» **Trecho do documento**:
COMENTÁRIO LITÚRGICO - 11º DOMINGO COMUM - A NAÇÃO SANTA - 18.06.2017

COMENTÁRIO LITÚRGICO – 11º DOMINGO COMUM – A NAÇÃO SANTA – 18.06.2017

Caros Leitores,

Terminado o tempo pascal, o ciclo litúrgico retoma o seu planejamento catequético, com as leituras deste 11º domingo comum, que nos propõem para reflexão o tema dos “escolhidos” por Deus. Na leitura do Êxodo (cap. 19), Javeh diz a Moisés que escolheu aquele povo de Israel para ser um reino de sacerdotes e uma nação santa. No evangelho, Mateus destaca nominalmente os doze apóstolos, a quem Jesus irá confiar a tarefa de serem continuadores da sua missão. O conceito dos escolhidos de Deus, no mundo de hoje, se direciona para a sua Igreja, que somos nós, seguidores de Cristo, um único “povo”, apesar de distribuído em diversas denominações eclesiásticas. A proposta de Jesus, no sentido de que “todos sejam um”, ainda se encontra em fase de construção, pois a unidade dos seus discípulos ainda não foi alcançada. E nós somos responsáveis por esse compromisso, através da nossa adesão batismal.

Na primeira leitura litúrgica, temos um trecho do livro do Êxodo (cap. 19), aquele que antecede a narração da entrega das tábuas da lei a Moisés. Depois de três meses de caminhada pelo deserto, o povo acampa ao pé do monte Sinai. Moisés sobe o monte, atendendo ao chamado de Javeh, que manda um recado para o povo: “se ouvirdes a minha voz e guardardes a minha aliança, sereis para mim a porção escolhida dentre todos os povos” (Ex 19, 5). Em seguida, Javeh manda Moisés convidar todo o povo para uma “reunião” com Ele no dia seguinte, que aparece ao povo no meio de uma fumaça espessa, como se todo o monte Sinai estivesse em chamas. No capítulo seguinte, tem-se a narração dos dez mandamentos, os quais sintetizam as exigências de Javeh, para que a nação de Israel seja para sempre a sua nação santa e o seu povo eleito.

» **Dados fornecidos**:
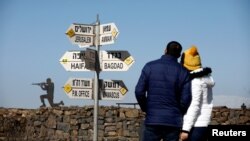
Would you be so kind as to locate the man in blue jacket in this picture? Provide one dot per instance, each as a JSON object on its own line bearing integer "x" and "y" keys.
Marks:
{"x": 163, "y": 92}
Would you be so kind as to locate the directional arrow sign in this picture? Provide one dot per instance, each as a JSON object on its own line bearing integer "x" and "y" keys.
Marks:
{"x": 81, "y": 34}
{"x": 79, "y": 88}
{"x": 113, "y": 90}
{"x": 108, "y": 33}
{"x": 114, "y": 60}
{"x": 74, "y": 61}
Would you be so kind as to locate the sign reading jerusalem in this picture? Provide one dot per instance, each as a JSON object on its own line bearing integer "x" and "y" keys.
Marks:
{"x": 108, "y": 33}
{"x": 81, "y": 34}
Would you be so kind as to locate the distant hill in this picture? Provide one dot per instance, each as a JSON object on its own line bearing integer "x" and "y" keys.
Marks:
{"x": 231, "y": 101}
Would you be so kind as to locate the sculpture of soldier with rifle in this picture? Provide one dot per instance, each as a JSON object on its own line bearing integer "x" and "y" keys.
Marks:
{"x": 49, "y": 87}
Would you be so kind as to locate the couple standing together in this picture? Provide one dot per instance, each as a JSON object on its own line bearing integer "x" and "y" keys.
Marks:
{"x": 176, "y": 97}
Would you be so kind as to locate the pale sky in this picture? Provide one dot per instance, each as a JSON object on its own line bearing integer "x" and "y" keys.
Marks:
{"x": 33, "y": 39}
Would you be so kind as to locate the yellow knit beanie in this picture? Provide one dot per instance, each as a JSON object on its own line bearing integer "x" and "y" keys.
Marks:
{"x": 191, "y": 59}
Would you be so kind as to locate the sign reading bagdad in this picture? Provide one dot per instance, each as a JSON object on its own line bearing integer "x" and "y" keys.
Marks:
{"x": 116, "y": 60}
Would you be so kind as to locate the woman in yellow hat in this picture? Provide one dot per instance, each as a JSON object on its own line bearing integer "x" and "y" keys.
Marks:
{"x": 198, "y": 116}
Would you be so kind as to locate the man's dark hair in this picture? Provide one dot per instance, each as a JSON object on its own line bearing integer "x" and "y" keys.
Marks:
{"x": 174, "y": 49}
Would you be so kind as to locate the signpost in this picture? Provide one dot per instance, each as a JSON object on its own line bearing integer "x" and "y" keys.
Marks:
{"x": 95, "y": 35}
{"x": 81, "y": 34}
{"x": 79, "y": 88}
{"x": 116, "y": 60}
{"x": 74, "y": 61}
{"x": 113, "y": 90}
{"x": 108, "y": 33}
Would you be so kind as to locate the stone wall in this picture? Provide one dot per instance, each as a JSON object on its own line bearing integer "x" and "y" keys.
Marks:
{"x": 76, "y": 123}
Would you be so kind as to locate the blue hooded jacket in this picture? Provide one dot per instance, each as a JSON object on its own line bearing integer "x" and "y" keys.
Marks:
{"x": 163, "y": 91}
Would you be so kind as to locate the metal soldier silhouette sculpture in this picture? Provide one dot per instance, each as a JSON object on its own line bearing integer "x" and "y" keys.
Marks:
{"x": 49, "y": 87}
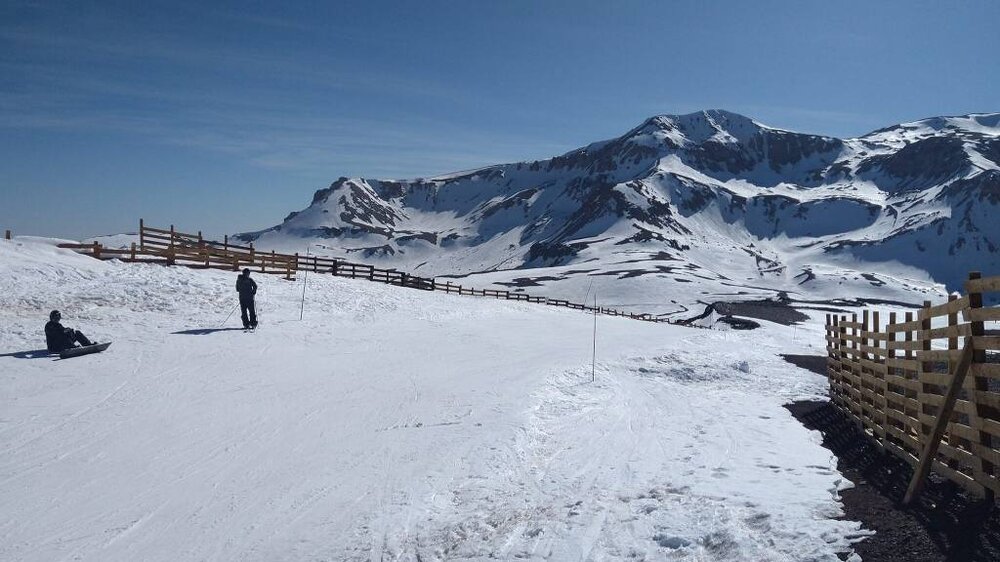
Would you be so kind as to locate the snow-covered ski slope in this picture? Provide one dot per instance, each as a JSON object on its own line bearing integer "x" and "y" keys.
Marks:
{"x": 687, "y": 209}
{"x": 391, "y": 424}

» **Tarefas propostas**:
• 1. Nos registros, pegue as linhas que vão da que contém "Would you be so kind as to locate the blue" até o fim e reescreva-as trocando "Marks" por "Points", sem mudar mais nada. Não inclua as imagens na resposta.
• 2. Retome o comentário litúrgico do 11º domingo comum a partir do ponto em que ele termina.

» **Respostas esperadas**:
• 1.
Would you be so kind as to locate the blue hooded jacket in this picture? Provide one dot per instance, each as a JSON object on its own line bearing integer "x" and "y" keys.
Points:
{"x": 163, "y": 91}
Would you be so kind as to locate the metal soldier silhouette sculpture in this picture? Provide one dot per instance, each as a JSON object on its own line bearing integer "x" and "y" keys.
Points:
{"x": 49, "y": 87}
Would you be so kind as to locate the snow-covered ski slope in this picture? Provide one dot per instance, each as a JSON object on its own line bearing integer "x" and "y" keys.
Points:
{"x": 687, "y": 209}
{"x": 391, "y": 424}

• 2.
Um fato curioso, nesse contexto, é que atualmente não se sabe com certeza onde fica o monte Sinai. Mesmo tendo sido esse local o palco da confirmação da aliança de Javeh com os descendentes de Abraão, o lugar geográfico do monte onde se deu esse encontro de Javeh com Moisés e com o povo é motivo de dúvidas e discussões entre os biblistas. Há três locais prováveis, de acordo com os estudiosos da Terra Santa: 1. segundo a tradição mais antiga, identifica-se o local como Jebel Mussa ("a Montanha de Moisés"), localizada entre as Montanhas de Granito ao sul da Península do Sinai, tendo sido esse o provável caminho seguido pelos hebreus quando fugiam do Faraó, além de ser uma rota utilizada desde antigamente pelos comerciantes de pedras preciosas vendidas na região do Nilo; 2. a segunda opção é o Monte Karkom, localizado ao sul de Israel, muito próximo da fronteira egípcia, montanha que fica num local sagrado importante durante milênios, está coberta com milhares de escrituras antigas e arte em pedra, que pode a datar até o ano 4000 a.C; 3. a terceira opção é o monte Jebel el-Lawz, na Arábia Saudita, que fica numa região conhecida como Midian, na época bíblica. Os defensores desta teoria apontam o fato de que Moisés estava nesta região, porque tinha consultado com seu sogro Jetro, um sacerdote Midianita, antes de subir o Monte Sinai (Ex. 18:1). O dilema permanece insolúvel e talvez nunca seja esclarecido, porque Moisés subiu sozinho ao monte, mas isso não é realmente importante, porque mais significativo do que o local físico, é o legado de fé e tradição que dali se iniciou.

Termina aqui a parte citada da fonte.